[[ RECORDS SHOWN open ]]

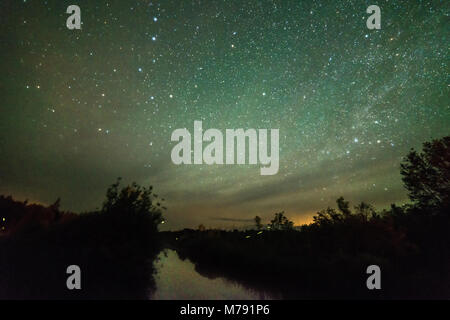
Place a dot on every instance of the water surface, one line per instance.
(177, 279)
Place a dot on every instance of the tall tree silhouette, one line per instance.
(426, 175)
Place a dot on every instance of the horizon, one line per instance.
(83, 107)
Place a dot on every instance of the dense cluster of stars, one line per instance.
(82, 107)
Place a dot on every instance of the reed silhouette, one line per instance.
(117, 245)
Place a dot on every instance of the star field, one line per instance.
(82, 107)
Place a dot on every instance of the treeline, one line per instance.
(328, 258)
(114, 247)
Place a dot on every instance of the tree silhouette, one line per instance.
(258, 223)
(426, 175)
(280, 222)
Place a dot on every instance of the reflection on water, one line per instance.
(178, 279)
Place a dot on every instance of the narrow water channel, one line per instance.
(177, 279)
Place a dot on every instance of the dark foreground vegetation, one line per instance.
(117, 245)
(115, 248)
(328, 258)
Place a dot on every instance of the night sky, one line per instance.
(80, 108)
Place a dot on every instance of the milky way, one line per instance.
(82, 107)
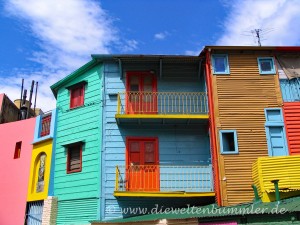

[[ RECORDS SHOWN closed ]]

THE TASK: Omit the pictures, then copy out all the data exactly as it stands.

EXERCISE ANSWER:
Place a dot on every instance of the water surface, one line per instance.
(177, 279)
Place a dot on every instance of the tall tree silhouette, one line per instance.
(426, 175)
Place a dot on every instance of the horizon, one line per instance.
(83, 107)
Place a dot on every instance of the dense cluster of stars, one line per instance.
(82, 107)
Place a dot on every instance of the reed silhouette, one line per instance.
(117, 245)
Place a dot on every instance of the star field, one line per instance.
(82, 107)
Place a dot on every instance of the treeline, one line per instance.
(328, 258)
(114, 247)
Place a dot on every instance of the tree silhouette, one line per instance.
(258, 223)
(426, 175)
(280, 222)
Place a dot on every instance of the reflection on water, one line per instance.
(178, 279)
Place a dot on every instance of the narrow water channel, one line per instance.
(177, 279)
Place a dot on every instance of the dark foreground vegetation, one line per instance.
(117, 245)
(115, 248)
(328, 258)
Place a dot on every instance of the night sky, one line per instance.
(80, 108)
Place a dot on every instance of the milky way, one line per instance.
(82, 107)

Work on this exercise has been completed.